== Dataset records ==
───

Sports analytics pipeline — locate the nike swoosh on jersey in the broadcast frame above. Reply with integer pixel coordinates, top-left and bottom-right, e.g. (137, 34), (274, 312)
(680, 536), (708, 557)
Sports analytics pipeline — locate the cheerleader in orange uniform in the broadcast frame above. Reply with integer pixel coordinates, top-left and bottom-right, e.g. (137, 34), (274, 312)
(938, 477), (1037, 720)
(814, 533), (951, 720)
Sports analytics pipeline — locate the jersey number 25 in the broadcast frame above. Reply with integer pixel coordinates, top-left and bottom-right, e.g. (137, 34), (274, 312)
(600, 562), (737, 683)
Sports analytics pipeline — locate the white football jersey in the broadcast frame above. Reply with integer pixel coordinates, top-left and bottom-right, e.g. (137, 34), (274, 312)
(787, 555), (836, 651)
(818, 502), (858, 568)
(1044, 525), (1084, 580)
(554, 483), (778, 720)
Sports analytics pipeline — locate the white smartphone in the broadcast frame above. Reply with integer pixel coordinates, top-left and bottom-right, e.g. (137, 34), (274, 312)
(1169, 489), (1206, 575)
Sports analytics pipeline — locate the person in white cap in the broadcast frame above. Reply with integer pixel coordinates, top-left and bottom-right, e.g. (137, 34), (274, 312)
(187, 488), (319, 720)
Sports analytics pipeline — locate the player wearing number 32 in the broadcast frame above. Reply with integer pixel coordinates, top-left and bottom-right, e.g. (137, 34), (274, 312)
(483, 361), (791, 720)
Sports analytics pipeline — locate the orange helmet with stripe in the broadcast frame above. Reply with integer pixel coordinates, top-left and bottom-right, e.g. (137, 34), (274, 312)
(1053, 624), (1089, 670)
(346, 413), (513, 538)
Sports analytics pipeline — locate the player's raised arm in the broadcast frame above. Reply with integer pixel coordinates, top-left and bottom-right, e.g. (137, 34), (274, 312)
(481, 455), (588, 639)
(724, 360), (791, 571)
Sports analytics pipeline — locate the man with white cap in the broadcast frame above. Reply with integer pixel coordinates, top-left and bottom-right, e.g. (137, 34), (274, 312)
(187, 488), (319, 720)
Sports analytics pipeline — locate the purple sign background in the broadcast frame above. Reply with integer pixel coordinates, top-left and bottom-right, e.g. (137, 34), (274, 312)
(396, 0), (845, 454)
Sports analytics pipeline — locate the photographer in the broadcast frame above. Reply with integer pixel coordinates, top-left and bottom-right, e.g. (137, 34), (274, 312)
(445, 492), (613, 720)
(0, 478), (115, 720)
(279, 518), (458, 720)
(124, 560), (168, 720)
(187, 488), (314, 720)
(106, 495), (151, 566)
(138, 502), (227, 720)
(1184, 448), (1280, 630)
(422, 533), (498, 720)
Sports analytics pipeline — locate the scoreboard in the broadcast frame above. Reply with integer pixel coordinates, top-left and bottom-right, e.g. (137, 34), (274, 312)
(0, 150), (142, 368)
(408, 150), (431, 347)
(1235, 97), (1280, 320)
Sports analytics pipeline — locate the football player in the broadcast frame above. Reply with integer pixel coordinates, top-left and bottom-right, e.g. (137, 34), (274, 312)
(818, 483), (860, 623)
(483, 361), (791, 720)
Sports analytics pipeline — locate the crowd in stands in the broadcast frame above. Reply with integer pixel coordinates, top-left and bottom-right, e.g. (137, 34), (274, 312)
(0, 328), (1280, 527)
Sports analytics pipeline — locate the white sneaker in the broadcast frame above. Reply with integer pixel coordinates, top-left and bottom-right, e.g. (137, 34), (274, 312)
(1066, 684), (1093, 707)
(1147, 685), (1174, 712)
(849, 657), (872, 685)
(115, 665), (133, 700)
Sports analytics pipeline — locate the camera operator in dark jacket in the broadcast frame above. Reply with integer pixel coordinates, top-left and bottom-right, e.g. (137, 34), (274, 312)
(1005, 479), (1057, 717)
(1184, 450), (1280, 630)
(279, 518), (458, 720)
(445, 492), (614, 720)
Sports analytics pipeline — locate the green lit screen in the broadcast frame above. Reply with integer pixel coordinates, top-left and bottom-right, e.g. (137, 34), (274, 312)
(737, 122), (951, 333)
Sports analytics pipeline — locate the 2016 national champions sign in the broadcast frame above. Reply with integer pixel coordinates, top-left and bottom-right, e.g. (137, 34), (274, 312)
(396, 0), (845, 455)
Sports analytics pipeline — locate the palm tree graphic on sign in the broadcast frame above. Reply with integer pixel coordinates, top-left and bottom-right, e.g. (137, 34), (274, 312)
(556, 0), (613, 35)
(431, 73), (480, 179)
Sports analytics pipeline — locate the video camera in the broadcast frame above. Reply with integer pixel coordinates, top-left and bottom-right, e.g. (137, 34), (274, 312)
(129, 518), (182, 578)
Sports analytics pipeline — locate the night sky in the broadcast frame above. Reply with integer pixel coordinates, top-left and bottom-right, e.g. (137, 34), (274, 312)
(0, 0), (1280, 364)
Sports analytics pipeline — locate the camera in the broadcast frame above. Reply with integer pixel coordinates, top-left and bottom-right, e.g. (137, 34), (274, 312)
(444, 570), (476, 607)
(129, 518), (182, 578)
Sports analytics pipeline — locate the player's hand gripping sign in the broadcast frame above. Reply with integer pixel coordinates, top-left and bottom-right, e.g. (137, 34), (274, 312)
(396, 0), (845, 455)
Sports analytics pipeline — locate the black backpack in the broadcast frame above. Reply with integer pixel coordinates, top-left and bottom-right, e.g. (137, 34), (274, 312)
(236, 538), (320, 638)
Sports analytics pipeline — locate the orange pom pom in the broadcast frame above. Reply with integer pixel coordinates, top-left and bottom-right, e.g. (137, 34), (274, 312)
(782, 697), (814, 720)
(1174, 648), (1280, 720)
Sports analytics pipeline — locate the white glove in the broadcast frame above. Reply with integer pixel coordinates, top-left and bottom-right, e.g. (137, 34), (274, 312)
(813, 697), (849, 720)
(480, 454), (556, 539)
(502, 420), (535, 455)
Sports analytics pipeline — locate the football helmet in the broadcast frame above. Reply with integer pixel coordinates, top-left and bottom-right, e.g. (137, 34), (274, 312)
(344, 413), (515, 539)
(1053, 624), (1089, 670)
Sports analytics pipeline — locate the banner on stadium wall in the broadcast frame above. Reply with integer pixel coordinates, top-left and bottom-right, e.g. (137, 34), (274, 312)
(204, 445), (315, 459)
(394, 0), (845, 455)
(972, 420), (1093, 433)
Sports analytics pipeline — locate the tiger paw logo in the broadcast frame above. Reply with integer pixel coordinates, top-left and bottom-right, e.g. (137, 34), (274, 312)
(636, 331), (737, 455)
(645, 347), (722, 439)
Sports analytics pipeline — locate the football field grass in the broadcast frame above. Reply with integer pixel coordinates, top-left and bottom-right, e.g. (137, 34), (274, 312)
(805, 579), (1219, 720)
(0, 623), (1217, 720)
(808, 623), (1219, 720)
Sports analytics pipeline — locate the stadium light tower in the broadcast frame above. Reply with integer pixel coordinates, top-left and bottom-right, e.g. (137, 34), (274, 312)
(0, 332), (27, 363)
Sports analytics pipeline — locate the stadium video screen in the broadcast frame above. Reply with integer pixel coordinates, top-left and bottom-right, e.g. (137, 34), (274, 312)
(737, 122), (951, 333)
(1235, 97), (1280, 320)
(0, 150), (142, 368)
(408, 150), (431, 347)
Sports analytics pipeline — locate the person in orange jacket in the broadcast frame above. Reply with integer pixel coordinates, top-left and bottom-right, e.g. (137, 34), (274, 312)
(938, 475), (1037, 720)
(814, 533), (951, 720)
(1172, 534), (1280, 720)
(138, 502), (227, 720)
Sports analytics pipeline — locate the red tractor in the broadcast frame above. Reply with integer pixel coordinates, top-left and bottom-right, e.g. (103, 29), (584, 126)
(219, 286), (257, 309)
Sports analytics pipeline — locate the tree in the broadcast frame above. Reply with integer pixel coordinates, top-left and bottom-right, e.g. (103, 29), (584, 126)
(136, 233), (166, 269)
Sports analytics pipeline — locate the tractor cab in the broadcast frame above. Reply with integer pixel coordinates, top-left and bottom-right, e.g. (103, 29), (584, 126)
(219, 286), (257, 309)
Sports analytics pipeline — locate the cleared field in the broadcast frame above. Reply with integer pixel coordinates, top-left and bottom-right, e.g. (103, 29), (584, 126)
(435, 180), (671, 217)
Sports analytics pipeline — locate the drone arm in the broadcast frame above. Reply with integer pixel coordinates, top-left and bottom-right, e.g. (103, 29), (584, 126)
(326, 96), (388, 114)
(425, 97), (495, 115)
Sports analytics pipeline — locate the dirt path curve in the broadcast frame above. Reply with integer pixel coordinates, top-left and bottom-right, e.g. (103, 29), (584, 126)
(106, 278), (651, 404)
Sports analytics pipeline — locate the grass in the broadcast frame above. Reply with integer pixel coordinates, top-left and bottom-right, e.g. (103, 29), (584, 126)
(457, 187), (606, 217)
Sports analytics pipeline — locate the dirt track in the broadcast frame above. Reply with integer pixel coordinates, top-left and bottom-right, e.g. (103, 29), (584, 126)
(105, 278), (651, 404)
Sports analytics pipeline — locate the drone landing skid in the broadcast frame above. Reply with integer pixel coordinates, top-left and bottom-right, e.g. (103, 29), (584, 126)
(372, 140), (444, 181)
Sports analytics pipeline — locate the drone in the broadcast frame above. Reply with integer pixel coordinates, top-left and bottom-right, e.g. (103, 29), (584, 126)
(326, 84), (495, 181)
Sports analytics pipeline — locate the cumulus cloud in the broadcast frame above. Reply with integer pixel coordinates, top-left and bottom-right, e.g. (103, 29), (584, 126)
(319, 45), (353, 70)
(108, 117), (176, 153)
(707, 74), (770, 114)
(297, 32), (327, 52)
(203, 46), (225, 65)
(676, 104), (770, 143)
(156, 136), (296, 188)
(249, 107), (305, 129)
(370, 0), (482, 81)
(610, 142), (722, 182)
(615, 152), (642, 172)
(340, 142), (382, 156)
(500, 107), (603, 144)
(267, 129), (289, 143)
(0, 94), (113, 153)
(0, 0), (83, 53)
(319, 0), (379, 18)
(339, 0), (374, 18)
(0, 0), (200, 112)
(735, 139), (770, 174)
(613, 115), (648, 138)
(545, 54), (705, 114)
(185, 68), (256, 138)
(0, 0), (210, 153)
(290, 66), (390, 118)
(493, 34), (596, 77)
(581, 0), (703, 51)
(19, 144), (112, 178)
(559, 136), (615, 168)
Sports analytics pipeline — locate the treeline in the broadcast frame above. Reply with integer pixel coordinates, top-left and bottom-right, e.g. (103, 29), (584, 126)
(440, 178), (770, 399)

───

== Written instruction ==
Quote the lines above verbatim, starting at the line with "Sports analytics pipeline — locate the drone landing" and ending with the line with "(326, 84), (495, 181)", both included.

== Finished answer ==
Sports analytics pipeline — locate the drone landing skid in the broadcast frame above. Reply with integer pixel coordinates, top-left and bottom-right, e.g. (103, 29), (584, 126)
(372, 140), (444, 181)
Sports analytics pipeline — locate the drone in the broadcast frame above. Reply with integer pixel coordinates, top-left and bottom-right, e.g. (103, 29), (584, 126)
(326, 84), (495, 181)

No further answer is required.